:: Assignment ::
Extend the passage below on living wills and advance health care directives, beginning right after its final sentence.

A living will—also known as an Advance Health Care Directive—is a document in which the declarant or principal (person making the living will) specifies what kind of medical treatment the declarant does and does not want if the declarant has a medical emergency and is unable to communicate those wishes. A living will may direct health care providers to administer, withhold, or withdraw life-sustaining treatments if the declarant is in a terminal or irreversible condition.
Laws and terminology for documents related to living wills, Advance Health Care Directives, Do Not Resuscitate orders (DNRs), and other health care documents vary from state to state. These laws are generally located in a state’s statutes—often in the probate code or estates code.

:: Given data ::
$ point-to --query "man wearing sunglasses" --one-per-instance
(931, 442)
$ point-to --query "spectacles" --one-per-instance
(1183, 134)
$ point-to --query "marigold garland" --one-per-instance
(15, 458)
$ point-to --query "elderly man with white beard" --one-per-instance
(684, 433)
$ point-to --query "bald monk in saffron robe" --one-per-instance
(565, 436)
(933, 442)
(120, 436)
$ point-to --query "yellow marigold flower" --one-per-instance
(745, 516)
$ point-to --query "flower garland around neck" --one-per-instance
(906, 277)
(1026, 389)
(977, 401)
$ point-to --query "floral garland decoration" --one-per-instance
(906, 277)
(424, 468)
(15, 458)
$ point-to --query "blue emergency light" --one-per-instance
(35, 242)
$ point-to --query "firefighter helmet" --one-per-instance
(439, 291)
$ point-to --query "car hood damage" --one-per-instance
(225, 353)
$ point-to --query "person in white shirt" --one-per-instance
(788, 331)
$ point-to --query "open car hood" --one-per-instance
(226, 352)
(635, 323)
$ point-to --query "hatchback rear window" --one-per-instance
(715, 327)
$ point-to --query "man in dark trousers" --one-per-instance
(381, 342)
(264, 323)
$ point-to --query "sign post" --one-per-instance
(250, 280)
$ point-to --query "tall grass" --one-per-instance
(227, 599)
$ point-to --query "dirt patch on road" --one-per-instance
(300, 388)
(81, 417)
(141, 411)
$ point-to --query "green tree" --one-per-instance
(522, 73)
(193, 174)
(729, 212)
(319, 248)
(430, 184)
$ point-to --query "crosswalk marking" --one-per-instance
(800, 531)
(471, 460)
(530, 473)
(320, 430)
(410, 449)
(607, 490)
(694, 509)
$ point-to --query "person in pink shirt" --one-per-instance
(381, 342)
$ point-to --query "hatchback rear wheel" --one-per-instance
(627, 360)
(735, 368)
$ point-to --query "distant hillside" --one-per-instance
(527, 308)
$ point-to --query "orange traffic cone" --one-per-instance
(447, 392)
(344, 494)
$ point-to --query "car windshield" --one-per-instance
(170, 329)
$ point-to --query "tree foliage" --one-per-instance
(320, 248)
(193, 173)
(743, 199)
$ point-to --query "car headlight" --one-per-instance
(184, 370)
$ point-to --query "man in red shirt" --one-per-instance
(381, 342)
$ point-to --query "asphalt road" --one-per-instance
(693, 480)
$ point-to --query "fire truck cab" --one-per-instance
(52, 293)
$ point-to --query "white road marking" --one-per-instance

:: Exercise output ::
In Rhode Island, a living will is legally recognized as an Advance Directive for Health Care. This document allows an individual, known as the declarant, to outline their preferences for medical treatment in the event that they are unable to communicate their wishes due to a medical emergency. The living will can include instructions on the administration, withholding, or withdrawal of life-sustaining treatments if the declarant is in a terminal condition or permanently unconscious. Rhode Island law requires that the living will be in writing, signed by the declarant, and witnessed by two individuals who are not beneficiaries or responsible for the declarant's healthcare costs. The document may also be notarized. Additionally, Rhode Island recognizes Do Not Resuscitate (DNR) orders, which are separate directives that inform medical personnel not to perform CPR if the patient's breathing or heartbeat stops. The state's statutes governing these matters can typically be found in the Health and Safety section, specifically under the Rights of the Terminally Ill Act.